**EXERCISE MATERIALS:**

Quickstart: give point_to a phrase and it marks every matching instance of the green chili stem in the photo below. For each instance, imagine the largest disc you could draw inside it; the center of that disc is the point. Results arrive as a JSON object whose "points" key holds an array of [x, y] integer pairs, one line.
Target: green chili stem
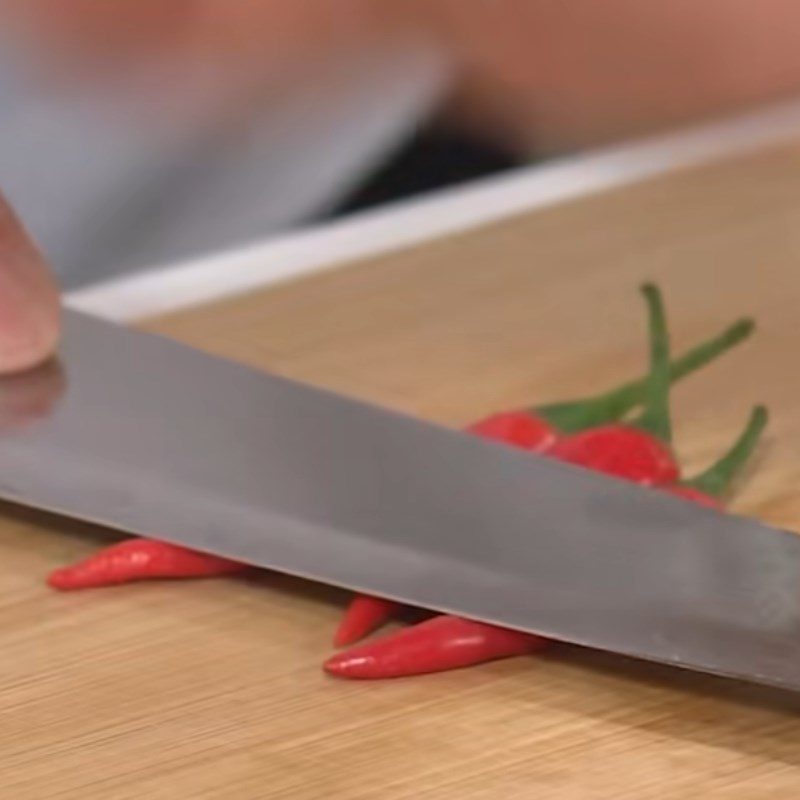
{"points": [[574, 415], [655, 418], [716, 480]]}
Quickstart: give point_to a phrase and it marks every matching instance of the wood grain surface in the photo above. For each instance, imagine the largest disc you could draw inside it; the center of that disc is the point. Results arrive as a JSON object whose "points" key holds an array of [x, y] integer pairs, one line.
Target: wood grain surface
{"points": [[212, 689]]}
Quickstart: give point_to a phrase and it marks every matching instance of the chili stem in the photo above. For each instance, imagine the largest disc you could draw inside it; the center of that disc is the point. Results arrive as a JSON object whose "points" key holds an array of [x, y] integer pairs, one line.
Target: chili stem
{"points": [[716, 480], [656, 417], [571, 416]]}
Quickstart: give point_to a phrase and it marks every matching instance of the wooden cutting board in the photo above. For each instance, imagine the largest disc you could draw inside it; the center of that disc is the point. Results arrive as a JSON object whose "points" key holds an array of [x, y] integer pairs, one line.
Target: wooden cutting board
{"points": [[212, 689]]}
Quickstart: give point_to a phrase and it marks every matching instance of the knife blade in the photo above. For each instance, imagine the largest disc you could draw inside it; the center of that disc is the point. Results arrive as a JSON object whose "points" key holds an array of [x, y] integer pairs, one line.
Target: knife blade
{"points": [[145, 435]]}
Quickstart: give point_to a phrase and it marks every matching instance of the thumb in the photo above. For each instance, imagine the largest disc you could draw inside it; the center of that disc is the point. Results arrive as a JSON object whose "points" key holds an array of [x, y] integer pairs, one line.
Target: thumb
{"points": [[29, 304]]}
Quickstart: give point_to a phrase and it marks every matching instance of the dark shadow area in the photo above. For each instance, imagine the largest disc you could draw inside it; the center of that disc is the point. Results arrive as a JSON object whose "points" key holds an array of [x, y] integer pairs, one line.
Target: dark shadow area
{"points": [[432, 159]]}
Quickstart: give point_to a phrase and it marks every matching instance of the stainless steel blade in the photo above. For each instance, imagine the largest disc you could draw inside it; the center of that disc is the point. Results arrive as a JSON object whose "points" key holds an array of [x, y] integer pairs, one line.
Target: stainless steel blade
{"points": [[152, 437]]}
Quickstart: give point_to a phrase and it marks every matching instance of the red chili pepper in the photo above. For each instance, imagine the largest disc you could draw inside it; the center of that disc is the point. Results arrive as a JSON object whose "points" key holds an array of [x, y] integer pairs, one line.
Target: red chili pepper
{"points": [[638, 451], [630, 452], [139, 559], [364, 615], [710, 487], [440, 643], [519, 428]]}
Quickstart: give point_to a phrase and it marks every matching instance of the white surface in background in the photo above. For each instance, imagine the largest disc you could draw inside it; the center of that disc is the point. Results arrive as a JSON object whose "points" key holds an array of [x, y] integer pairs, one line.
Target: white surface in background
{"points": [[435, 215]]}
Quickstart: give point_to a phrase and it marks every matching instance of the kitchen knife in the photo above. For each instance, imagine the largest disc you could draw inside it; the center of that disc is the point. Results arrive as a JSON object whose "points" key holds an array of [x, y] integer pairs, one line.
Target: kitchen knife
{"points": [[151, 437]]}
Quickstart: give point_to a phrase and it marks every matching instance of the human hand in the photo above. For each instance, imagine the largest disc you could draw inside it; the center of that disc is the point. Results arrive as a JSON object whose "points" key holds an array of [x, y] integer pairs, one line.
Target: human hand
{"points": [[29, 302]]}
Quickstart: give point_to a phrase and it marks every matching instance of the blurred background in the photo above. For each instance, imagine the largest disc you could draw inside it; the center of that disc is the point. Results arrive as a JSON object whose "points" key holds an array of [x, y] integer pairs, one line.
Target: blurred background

**WHAT IS BEING ASKED:** Copy the lines from the one containing "of the human" through the end of the data, substituting "biggest circle" for "largest disc" and leaving everything else unchanged.

**EXERCISE RESPONSE:**
Quickstart: give point_to a phrase and it marks every matching instance of the human hand in the photo above. For each instance, imagine the biggest circle you could draw inside it; the center of that disc is the point. Results arrive as a JSON object whose "points" key holds an array of [x, y] integer pairs, one line.
Target: human hand
{"points": [[29, 302]]}
Quickstart: give point_to a phrase and it marks every matching instance of the blurred background in the photo above. For each instance, imagine the biggest circle you could draw inside it; the center of that disc is the point. Results arrive as a JSON object whose "points" key holds an array of [x, y] integer pairs, one line.
Target: blurred background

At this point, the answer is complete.